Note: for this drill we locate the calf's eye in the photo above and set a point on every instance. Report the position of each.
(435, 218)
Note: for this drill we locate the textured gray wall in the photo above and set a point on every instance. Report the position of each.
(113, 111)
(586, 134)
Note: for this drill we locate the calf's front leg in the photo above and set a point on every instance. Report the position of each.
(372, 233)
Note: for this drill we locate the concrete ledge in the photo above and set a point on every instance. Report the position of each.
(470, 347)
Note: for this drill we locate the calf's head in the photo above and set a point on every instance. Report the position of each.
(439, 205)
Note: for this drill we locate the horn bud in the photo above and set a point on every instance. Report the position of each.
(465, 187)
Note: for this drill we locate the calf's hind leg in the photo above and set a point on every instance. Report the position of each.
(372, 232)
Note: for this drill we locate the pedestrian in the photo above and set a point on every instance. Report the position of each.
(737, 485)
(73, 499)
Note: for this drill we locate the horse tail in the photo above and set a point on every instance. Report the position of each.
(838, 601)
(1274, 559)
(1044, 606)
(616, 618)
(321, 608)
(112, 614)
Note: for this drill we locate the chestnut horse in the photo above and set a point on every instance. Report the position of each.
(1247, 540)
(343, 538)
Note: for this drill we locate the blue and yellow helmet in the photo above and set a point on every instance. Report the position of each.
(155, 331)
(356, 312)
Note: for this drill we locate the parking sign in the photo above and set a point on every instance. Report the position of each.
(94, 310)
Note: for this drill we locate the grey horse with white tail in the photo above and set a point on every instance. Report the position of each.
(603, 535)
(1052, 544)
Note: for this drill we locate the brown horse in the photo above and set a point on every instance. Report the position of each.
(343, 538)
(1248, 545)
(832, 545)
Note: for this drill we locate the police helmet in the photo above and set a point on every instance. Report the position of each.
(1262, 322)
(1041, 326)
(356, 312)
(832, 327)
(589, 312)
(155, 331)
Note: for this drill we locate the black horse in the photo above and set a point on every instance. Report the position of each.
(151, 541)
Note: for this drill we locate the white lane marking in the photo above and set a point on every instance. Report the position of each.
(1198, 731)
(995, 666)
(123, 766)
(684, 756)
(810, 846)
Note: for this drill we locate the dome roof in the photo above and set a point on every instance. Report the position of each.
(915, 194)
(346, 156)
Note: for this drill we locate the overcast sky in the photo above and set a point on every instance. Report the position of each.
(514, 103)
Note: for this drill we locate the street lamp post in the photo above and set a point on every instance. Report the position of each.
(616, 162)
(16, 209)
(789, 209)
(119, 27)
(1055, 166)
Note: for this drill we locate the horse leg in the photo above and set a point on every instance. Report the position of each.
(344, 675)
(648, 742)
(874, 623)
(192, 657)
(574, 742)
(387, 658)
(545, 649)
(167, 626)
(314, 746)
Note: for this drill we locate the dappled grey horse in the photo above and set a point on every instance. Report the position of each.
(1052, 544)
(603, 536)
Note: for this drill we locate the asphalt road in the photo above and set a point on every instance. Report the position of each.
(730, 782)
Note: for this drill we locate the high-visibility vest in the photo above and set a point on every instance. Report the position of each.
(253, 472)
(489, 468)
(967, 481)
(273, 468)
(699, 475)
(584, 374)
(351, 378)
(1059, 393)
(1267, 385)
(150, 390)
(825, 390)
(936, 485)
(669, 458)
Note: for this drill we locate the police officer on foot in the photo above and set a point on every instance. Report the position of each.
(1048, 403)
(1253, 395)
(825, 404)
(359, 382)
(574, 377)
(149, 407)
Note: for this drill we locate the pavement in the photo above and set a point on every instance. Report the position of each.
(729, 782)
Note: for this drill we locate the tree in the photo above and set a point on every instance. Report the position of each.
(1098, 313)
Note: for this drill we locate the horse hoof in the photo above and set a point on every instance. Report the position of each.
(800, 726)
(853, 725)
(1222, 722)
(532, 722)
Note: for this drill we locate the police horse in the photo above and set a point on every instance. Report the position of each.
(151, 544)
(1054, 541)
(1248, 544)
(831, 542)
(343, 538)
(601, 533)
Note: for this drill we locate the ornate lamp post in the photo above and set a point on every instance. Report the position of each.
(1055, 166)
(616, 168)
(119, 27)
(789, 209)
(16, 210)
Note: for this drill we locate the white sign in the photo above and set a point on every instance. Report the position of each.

◆ **Goal of the exercise**
Exactly reproduce all of the entries.

◆ **Solution for this exercise**
Note: for this drill we locate the calf's eye in the photo above and set a point on every instance. Report the position of each.
(435, 218)
Note: for this drill we locate the textured gray wall in the photo above and set a point on every instance. Report the position of each.
(113, 111)
(586, 134)
Note: for this drill we locate the calf's front leg in the photo above and set a point on every instance. Report the position of each.
(372, 233)
Note: for this drill we locate the concrete ledge in the photo above and set a point on every instance. Report the position of each.
(470, 347)
Note: for this drill we locate the calf's head in the photo above and set a point on every instance. Report the position of each.
(439, 205)
Note: for this drill we locate the horn bud in the photo above and set a point on every instance. Report the position of each.
(465, 187)
Note: for this drill we locate the calf's hind leg in the photo above and set a point on every instance. Report the position of each.
(372, 232)
Note: for this drill we locate the pedestrian in the photo above and set a point on every instance. Report the position of each.
(737, 485)
(73, 499)
Note: for this drill we locate the horse tail in the photo above and set a point on every instance. Report the position of each.
(838, 601)
(1274, 559)
(1044, 606)
(616, 618)
(321, 608)
(112, 614)
Note: for this drill we locate the chestnut horse in the photo above and set a point on every instance. Report the position of each.
(1247, 540)
(343, 538)
Note: for this drill we locate the blue and yellow helmet in the photo above and set a point on every instance. Report the position of each.
(155, 331)
(356, 312)
Note: for this drill we locate the parking sign in the photo above and set a point on every instance. Report the position of each.
(94, 310)
Note: for this drill we locate the grey horse with white tail in the photo above and set a point on every instance. Report the position of each.
(603, 535)
(1052, 544)
Note: for this drill we locate the brown horse in the photo above and set a point on every instance. Report the position of each.
(343, 538)
(1248, 545)
(832, 545)
Note: for this drill we locate the police helmet in the photo above and set a point on every instance. Report the position of each.
(1262, 322)
(1041, 326)
(356, 312)
(832, 327)
(589, 312)
(155, 331)
Note: for this drill we locate the black horse in the photo above and set a point on every instance. Report the position of each.
(151, 541)
Note: for this drill we locate the white lane marking in the photo above and set a point on every instance. Report the position of each.
(1198, 731)
(995, 666)
(123, 766)
(684, 756)
(810, 846)
Note: for this drill we locate the dome roof in the photo above and set a point on every instance. Report the position of each.
(915, 194)
(346, 156)
Note: for this drill we locate the overcast sky in the photo above and set a point on every instance. Report the position of each.
(514, 103)
Note: for this drill we locate the street lamp post in the photo above and set a point on every instance. Report the position of each.
(616, 162)
(16, 209)
(789, 209)
(119, 27)
(1055, 166)
Note: for this drill we locate the horse leg in the photo above and set a point on every instance. Report the position of each.
(344, 675)
(648, 742)
(874, 623)
(192, 657)
(574, 742)
(387, 658)
(545, 649)
(167, 626)
(314, 746)
Note: for this drill we locate the dappled grey horse in the photo above and set a point on every instance. Report the position of each.
(1052, 544)
(603, 536)
Note: for this drill we locate the asphalt road in the photo above and set a point on every instance. Report the position of each.
(730, 782)
Note: for this drill we locate the high-visibility vest in the photo above and set a point on every instance. Report the position of each.
(253, 472)
(489, 468)
(967, 481)
(273, 468)
(699, 475)
(584, 374)
(351, 378)
(1059, 393)
(1267, 385)
(150, 390)
(825, 390)
(936, 485)
(669, 458)
Note: for this drill we locate the police officer on foot in the photo above and set a point on every instance. Report the position of each.
(1048, 403)
(1253, 395)
(825, 404)
(359, 382)
(574, 377)
(149, 407)
Note: for this drill we locate the pavement in the photo above and set a point on every instance. Report the position of each.
(729, 782)
Note: for this drill we locate the tree in the photo above and set a point on every instance. Report the position of each.
(1098, 313)
Note: for this drill we locate the horse hoof in the photo above and set a point on every instance. Report the position of each.
(800, 726)
(853, 725)
(1222, 722)
(532, 722)
Note: for this drill we locate the police horse in the photo above and set a point on every instance. Report the position of each.
(151, 544)
(1054, 541)
(1248, 544)
(831, 542)
(343, 538)
(601, 533)
Note: for this drill we locate the ornate lamp post in the photo above and set a point on every instance. Report the position of each.
(1055, 166)
(616, 168)
(119, 27)
(789, 209)
(16, 210)
Note: for this drill we locate the white sign in the photo above and set a point on every instance. Report the position of each.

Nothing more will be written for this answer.